Document section:
»»
Re: [PATCH v13 09/15] s390/vfio-ap: allow hot plug/unplug of AP resources using mdev device

From: Halil Pasic
Date: Wed Feb 03 2021 - 19:22:19 EST


On Wed, 3 Feb 2021 18:13:09 -0500
Tony Krowiak <akrowiak@xxxxxxxxxxxxx> wrote:

> On 1/12/21 12:55 PM, Halil Pasic wrote:
> > On Tue, 12 Jan 2021 02:12:51 +0100
> > Halil Pasic <pasic@xxxxxxxxxxxxx> wrote:
> >
> >>> @@ -1347,8 +1437,11 @@ void vfio_ap_mdev_remove_queue(struct ap_device *apdev)
> >>> apqi = AP_QID_QUEUE(q->apqn);
> >>> vfio_ap_mdev_reset_queue(apid, apqi, 1);
> >>>
> >>> - if (q->matrix_mdev)
> >>> + if (q->matrix_mdev) {
> >>> + matrix_mdev = q->matrix_mdev;
> >>> vfio_ap_mdev_unlink_queue(q);
> >>> + vfio_ap_mdev_refresh_apcb(matrix_mdev);
> >>> + }
> >>>
> >>> kfree(q);
> >>> mutex_unlock(&matrix_dev->lock);
> > Shouldn't we first remove the queue from the APCB and then
> > reset? Sorry, I missed this one yesterday.
>
> I agreed to move the reset, however if the remove callback is
> invoked due to a manual unbind of the queue and the queue is
> in use by a guest, the cleanup of the IRQ resources after the
> reset of the queue will not happen because the link from the
> queue to the matrix mdev was removed. Consequently, I'm going
> to have to change the patch 05/15 to split the vfio_ap_mdev_unlink_queue()
««
Entries shown:
»»
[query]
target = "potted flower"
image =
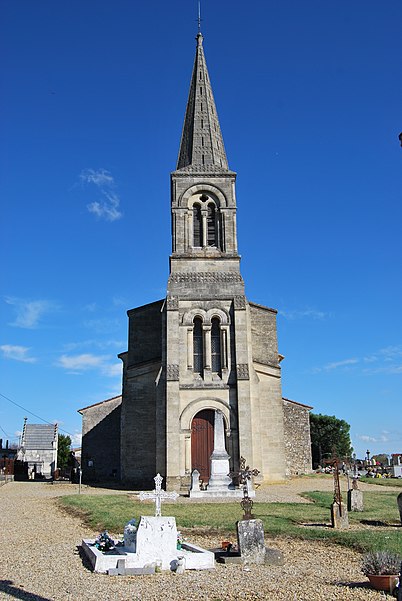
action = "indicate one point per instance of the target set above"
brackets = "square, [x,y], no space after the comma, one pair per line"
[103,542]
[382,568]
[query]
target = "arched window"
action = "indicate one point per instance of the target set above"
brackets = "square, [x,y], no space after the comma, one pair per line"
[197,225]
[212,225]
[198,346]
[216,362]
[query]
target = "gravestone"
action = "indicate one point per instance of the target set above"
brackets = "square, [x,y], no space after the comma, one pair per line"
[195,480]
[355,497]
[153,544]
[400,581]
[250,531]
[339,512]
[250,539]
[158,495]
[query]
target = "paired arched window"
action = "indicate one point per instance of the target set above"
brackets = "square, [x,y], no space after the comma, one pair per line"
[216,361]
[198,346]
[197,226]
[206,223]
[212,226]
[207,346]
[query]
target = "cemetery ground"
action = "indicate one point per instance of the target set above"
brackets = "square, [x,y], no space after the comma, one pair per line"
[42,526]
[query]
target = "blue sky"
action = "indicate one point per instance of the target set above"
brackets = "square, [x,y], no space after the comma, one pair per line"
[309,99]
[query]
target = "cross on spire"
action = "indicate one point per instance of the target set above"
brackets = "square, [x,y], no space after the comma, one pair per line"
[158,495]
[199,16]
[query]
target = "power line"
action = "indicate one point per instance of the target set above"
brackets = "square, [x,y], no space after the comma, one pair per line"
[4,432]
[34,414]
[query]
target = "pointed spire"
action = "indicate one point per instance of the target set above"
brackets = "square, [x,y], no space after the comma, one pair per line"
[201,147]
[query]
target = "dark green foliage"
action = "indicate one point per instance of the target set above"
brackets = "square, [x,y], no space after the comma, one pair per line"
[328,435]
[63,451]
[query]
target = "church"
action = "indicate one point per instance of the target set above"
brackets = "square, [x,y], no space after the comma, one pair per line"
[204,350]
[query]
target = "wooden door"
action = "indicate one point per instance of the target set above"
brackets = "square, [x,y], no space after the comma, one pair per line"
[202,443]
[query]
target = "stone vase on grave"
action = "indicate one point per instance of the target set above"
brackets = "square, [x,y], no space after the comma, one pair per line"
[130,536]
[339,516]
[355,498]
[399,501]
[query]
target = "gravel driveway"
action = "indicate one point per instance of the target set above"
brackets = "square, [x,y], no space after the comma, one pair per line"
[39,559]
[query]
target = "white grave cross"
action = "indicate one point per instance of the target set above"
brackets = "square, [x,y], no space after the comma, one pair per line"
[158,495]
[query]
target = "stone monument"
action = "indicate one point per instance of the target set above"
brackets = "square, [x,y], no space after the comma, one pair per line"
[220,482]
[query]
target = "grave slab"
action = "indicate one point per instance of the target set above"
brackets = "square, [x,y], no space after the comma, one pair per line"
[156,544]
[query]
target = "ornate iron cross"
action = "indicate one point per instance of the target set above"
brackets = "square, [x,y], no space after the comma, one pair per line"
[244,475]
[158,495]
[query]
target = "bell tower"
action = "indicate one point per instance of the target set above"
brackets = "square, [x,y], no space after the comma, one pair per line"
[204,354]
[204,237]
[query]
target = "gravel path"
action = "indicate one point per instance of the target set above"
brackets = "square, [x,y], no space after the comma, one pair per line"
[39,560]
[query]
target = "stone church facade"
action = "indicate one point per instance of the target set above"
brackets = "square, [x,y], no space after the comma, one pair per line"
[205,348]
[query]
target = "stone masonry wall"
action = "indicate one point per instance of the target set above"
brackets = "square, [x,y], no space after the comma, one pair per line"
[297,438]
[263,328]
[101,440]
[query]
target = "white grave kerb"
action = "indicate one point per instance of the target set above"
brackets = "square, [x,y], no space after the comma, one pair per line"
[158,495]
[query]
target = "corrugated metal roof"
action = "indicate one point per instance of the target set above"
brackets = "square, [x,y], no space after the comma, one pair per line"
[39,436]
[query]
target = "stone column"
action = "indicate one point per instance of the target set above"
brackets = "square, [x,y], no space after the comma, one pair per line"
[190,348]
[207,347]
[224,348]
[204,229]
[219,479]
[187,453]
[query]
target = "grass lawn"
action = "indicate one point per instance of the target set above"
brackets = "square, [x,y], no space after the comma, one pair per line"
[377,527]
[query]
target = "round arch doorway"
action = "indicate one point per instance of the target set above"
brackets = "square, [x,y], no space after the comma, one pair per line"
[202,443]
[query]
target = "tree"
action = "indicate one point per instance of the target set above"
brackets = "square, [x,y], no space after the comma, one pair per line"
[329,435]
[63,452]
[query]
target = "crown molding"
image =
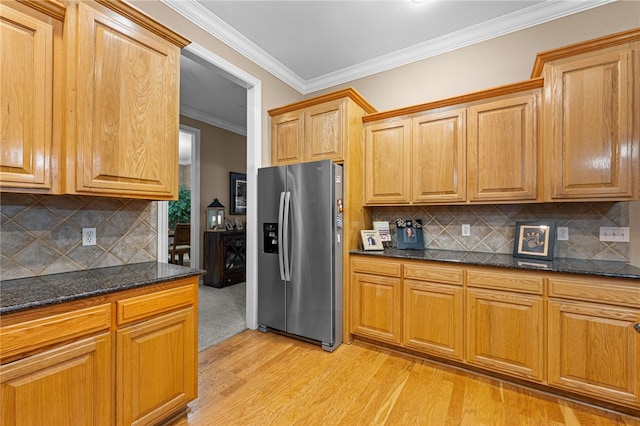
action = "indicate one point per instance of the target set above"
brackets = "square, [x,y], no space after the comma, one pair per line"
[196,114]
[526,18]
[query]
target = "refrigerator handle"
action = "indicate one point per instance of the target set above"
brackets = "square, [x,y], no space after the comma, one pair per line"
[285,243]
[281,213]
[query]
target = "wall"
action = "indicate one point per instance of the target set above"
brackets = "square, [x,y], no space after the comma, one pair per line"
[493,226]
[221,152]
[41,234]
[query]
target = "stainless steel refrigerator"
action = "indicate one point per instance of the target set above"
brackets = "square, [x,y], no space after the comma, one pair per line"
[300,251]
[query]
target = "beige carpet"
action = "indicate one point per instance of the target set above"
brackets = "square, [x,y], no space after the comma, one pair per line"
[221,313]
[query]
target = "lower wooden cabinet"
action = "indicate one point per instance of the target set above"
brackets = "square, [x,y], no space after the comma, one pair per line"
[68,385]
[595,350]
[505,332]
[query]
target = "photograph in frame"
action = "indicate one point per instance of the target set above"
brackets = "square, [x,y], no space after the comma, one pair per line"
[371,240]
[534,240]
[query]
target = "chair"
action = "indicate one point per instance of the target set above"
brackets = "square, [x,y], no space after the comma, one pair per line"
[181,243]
««
What this exercise asks:
**a.** In the patch discussion, list every distinct identifier that begins with "vfio_ap_mdev_".
**b.** Write the next part of the patch discussion, picking up after its final line.
The rows have nothing to do with the patch discussion.

Written answers:
**a.** vfio_ap_mdev_remove_queue, vfio_ap_mdev_reset_queue, vfio_ap_mdev_unlink_queue, vfio_ap_mdev_refresh_apcb

**b.**
> function into two functions: one to remove the link from the matrix mdev to
> the queue; and, one to remove the link from the queue to the matrix
> mdev.

Does that mean we should reset before the unlink (or before the second
part of it after the split up)?

I mean have a look at unassign_adapter_store() with all patches
of this series applied. It does an unlink but doesn't do any reset,
or cleanup IRQ resources. And after the unlink we can't clean up
the IRQ resources properly.

But before all this we should resolve this circular lock dependency
problem in a satisfactory way. I'm quite worried about how it is going
to mesh with this series and dynamic ap pass-through.

Regards,
Halil

>Only the first will be used for the remove callback which should
> be fine since the queue object is freed at the end of the remove
> function anyway.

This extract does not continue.